▸ **EXERCISE OBJECTIVE**:
Please pull out every line of the entries below that contains the word "Target" and copy each of those lines in full.

■ ■ ■ ■

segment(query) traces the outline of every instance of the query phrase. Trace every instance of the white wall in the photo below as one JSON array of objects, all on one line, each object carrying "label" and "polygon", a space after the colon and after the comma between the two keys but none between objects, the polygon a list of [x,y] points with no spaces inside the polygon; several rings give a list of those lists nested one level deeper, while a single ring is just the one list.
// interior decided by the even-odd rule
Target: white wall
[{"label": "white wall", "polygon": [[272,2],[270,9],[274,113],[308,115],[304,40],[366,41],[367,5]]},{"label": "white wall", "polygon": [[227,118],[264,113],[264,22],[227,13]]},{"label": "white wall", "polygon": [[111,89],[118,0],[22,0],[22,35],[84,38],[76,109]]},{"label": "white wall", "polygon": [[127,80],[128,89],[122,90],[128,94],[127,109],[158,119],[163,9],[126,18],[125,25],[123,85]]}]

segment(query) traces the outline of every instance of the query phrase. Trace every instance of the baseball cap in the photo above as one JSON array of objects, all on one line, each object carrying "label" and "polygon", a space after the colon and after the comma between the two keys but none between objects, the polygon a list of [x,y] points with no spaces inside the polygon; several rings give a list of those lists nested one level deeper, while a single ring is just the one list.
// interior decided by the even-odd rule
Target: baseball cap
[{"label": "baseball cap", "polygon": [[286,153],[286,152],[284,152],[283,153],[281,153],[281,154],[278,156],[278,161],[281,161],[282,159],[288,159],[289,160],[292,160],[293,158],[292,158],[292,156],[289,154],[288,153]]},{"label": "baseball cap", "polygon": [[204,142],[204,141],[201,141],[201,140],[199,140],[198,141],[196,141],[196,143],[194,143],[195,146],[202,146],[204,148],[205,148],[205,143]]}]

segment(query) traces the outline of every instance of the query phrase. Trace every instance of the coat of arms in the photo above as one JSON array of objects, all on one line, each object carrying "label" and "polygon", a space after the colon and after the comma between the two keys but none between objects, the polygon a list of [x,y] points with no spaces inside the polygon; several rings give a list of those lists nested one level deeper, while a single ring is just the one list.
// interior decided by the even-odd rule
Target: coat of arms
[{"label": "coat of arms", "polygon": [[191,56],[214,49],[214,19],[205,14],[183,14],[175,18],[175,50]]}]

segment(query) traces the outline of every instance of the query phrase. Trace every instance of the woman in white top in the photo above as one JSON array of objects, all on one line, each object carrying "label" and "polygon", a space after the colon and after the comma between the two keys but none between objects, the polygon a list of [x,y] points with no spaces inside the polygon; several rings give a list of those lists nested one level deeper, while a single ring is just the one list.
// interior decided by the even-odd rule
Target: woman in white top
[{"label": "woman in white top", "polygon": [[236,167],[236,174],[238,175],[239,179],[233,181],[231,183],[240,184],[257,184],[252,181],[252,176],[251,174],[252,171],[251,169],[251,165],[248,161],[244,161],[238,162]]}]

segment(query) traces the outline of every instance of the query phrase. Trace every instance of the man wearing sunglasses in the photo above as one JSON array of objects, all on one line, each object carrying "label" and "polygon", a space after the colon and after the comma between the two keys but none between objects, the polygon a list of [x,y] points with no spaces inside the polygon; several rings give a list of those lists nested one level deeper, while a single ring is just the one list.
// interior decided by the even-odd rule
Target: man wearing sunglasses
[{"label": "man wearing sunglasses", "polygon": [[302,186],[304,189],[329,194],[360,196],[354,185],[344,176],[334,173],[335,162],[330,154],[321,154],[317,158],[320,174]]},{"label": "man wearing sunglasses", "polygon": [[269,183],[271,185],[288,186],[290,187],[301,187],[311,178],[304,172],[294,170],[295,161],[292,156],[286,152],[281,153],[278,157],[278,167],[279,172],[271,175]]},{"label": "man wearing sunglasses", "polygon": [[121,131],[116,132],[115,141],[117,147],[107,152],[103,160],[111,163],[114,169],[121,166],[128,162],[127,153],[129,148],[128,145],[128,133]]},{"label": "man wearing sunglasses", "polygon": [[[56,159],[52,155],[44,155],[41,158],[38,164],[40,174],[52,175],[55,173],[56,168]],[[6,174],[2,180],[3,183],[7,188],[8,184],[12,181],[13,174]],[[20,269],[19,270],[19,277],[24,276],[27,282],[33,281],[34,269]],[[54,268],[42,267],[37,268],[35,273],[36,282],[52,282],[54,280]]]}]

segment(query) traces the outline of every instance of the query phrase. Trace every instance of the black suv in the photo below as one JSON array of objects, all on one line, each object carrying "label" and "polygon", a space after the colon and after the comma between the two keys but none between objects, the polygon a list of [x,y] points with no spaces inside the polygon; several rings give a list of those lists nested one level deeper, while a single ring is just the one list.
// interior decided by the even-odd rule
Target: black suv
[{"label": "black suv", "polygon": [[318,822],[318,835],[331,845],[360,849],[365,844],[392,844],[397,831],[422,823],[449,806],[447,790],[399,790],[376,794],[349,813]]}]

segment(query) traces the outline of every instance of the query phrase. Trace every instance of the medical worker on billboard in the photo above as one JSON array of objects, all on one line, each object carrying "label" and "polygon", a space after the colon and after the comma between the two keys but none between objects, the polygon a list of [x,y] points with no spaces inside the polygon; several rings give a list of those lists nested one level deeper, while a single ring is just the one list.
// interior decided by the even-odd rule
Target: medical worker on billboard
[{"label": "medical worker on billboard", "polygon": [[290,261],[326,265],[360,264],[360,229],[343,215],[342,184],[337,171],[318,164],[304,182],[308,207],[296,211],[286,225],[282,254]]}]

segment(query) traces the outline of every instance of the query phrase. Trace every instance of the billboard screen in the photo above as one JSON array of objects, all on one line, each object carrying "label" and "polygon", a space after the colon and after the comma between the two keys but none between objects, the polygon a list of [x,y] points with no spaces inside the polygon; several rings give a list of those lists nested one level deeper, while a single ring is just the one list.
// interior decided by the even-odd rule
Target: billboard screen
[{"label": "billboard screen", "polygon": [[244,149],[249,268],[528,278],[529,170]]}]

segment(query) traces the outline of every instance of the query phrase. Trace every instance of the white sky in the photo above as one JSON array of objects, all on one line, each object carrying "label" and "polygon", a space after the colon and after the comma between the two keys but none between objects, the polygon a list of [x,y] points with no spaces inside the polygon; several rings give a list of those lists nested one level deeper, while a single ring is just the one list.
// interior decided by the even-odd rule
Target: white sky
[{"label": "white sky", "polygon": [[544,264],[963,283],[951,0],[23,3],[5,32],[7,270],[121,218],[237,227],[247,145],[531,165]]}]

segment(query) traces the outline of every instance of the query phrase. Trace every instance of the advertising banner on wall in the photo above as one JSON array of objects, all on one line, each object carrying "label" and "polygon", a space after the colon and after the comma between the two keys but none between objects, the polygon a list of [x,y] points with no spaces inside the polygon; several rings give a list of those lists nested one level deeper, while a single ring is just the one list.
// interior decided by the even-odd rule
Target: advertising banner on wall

■ ■ ■ ■

▸ **EXERCISE RESULT**:
Target: white wall
Target: baseball cap
Target: coat of arms
Target: woman in white top
Target: man wearing sunglasses
Target: black suv
Target: medical worker on billboard
Target: billboard screen
Target: white sky
Target: advertising banner on wall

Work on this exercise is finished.